2. Par un acte d'engagement du 18 avril 2018, l'office public de l'habitat des communes de l'Oise a confié à la société Koné les travaux de remplacement de portes palières automatiques sur quatre ascenseurs et le remplacement complet d'un ascenseur. La société Koné a adressé au maître d'ouvrage et au maître d'oeuvre, respectivement les 19 octobre et 21 octobre 2019, sa demande de paiement final et, faute de réponse à l'issue d'un délai de trente jours, a notifié au maître d'ouvrage un projet de décompte général signé. En l'absence de réponse de ce dernier dans le délai de dix jours prévu à l'article 13.4.4 du cahier des clauses administratives générales applicables aux marchés publics de travaux, la société Koné se prévaut de l'existence d'un décompte général et définitif né tacitement en application des stipulations de ce même cahier des clauses administratives générales. Elle a alors demandé au juge des référés du tribunal administratif d'Amiens de condamner l'office public de l'habitat des communes de l'Oise à lui verser une somme de 69 236,48 euros toutes taxes comprises, assortie des intérêts moratoires et de l'indemnité forfaitaire pour frais de recouvrement. La société Koné relève appel de l'ordonnance du 14 octobre 2020 par laquelle le juge des référés du tribunal administratif d'Amiens a rejeté sa demande.

+ + +

ÉNONCÉ DU PROBLÈME:
Répondez aux questions suivantes à partir de l'extrait ci-dessus sur le marché de travaux d'ascenseurs.
(a) À quelle date l'acte d'engagement a-t-il été conclu ?
(b) De combien de jours est le délai de réponse prévu à l'article 13.4.4 du cahier des clauses administratives générales ?
(c) Quelle somme la société Koné a-t-elle demandé au juge des référés de lui faire verser ?

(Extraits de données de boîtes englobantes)

+ + +

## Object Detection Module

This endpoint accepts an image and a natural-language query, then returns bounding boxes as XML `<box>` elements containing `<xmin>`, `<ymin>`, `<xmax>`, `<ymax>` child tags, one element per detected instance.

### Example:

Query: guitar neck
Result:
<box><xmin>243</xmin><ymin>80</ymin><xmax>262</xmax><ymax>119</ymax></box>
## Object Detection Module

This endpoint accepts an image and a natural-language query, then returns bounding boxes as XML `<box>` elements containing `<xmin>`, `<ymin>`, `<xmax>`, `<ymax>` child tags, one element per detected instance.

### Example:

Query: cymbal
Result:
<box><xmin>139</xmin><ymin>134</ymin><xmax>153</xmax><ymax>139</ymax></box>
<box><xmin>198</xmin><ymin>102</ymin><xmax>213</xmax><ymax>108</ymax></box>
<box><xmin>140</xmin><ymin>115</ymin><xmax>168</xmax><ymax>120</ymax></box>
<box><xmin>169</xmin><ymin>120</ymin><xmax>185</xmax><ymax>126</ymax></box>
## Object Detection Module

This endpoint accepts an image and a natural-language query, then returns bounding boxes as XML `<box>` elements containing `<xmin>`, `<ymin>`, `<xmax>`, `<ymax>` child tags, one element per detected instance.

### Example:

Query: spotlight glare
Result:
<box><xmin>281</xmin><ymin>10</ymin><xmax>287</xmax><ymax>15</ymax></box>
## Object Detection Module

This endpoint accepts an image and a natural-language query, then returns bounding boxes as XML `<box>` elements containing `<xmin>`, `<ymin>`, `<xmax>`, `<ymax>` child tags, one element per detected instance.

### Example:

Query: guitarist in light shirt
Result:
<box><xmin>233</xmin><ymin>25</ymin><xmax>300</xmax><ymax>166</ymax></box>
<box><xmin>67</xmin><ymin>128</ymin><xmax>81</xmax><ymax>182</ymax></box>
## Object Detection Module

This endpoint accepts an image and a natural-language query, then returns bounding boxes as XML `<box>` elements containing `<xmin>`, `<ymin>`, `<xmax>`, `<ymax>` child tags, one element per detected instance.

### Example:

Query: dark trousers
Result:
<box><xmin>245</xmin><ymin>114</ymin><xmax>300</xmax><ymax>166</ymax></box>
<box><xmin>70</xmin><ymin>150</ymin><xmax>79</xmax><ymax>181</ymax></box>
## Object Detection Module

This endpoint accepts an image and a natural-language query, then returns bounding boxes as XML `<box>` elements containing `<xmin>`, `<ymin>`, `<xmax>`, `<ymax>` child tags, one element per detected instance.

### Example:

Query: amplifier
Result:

+ + +

RÉSULTAT DE L'EXERCICE:
(a) Le 18 avril 2018.
(b) Dix jours.
(c) 69 236,48 euros toutes taxes comprises, assortie des intérêts moratoires et de l'indemnité forfaitaire pour frais de recouvrement.